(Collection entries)

══════════════════════════════

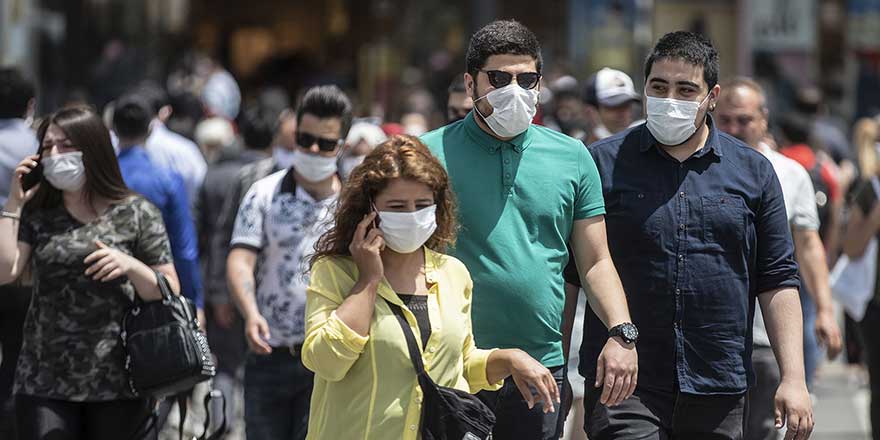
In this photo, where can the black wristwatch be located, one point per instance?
(627, 331)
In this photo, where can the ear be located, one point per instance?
(470, 84)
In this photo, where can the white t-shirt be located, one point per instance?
(800, 205)
(281, 224)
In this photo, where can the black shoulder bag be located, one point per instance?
(447, 413)
(167, 352)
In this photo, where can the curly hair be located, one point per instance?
(401, 157)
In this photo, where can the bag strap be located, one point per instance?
(414, 352)
(221, 431)
(181, 409)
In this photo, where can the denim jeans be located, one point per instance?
(514, 419)
(277, 395)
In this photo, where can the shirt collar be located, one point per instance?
(491, 143)
(646, 141)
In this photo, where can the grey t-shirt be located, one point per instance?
(800, 205)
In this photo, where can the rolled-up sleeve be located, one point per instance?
(331, 347)
(475, 360)
(776, 266)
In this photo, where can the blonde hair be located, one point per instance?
(865, 136)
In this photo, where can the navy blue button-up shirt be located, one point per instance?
(694, 243)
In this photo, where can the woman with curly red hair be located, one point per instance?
(394, 219)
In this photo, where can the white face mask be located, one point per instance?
(312, 167)
(349, 163)
(513, 109)
(66, 171)
(283, 157)
(406, 232)
(672, 121)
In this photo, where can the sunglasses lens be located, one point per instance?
(527, 80)
(498, 78)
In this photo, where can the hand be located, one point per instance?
(18, 197)
(256, 331)
(828, 333)
(366, 248)
(794, 409)
(528, 373)
(618, 370)
(107, 264)
(224, 315)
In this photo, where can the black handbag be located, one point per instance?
(166, 351)
(447, 413)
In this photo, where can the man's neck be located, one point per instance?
(319, 190)
(483, 126)
(692, 146)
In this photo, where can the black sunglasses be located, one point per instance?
(306, 140)
(526, 80)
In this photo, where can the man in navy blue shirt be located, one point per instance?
(697, 229)
(162, 188)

══════════════════════════════

## Your assignment
Take the entries above and restate them word for word, minus their images.

## Task output
In this photo, where can the black wristwatch be located, one point per instance?
(627, 331)
In this photo, where can the ear be located, one point per instance?
(470, 84)
In this photo, where can the white t-shirt be located, one point per instance?
(800, 205)
(281, 224)
In this photo, where can the black shoulder bag be located, one point per instance?
(447, 413)
(167, 352)
In this photo, where can the curly hair be located, one point per instance?
(401, 157)
In this photo, where can the bag strap be located, one point per instance?
(414, 352)
(221, 431)
(181, 409)
In this photo, where can the denim jeans be located, one point per instance?
(514, 419)
(277, 395)
In this photo, where can the shirt collar be located, one point per instance?
(491, 143)
(646, 141)
In this photo, where can the grey t-shirt be located, one point per instance?
(800, 205)
In this photo, where can the rolled-up sleeve be located, one point per instance?
(331, 347)
(475, 360)
(776, 266)
In this photo, where can the blonde hair be located, one point per instance?
(865, 136)
In this photo, where can the navy blue button-up shirt be located, one point per instance?
(694, 243)
In this photo, where can the woman with curly red hair be located, one point per instance?
(394, 219)
In this photo, where can the white face mask be located, one point per instance?
(312, 167)
(349, 163)
(513, 109)
(66, 171)
(283, 157)
(406, 232)
(672, 121)
In this photo, where can the sunglasses lens be located, one point per instance?
(527, 80)
(498, 78)
In this photo, where can the hand be located, one point per instance?
(18, 197)
(256, 331)
(828, 333)
(366, 248)
(794, 409)
(528, 373)
(618, 370)
(107, 264)
(224, 315)
In this photo, where can the black handbag be located, one point per instance?
(166, 351)
(447, 413)
In this photo, where can the man's neck be located, one point per instance?
(319, 190)
(483, 126)
(692, 146)
In this photo, where can the black sunglasses be located, one point per instance?
(306, 140)
(526, 80)
In this photo, where can the man in navy blue shirt be located, one point per instance?
(697, 229)
(162, 188)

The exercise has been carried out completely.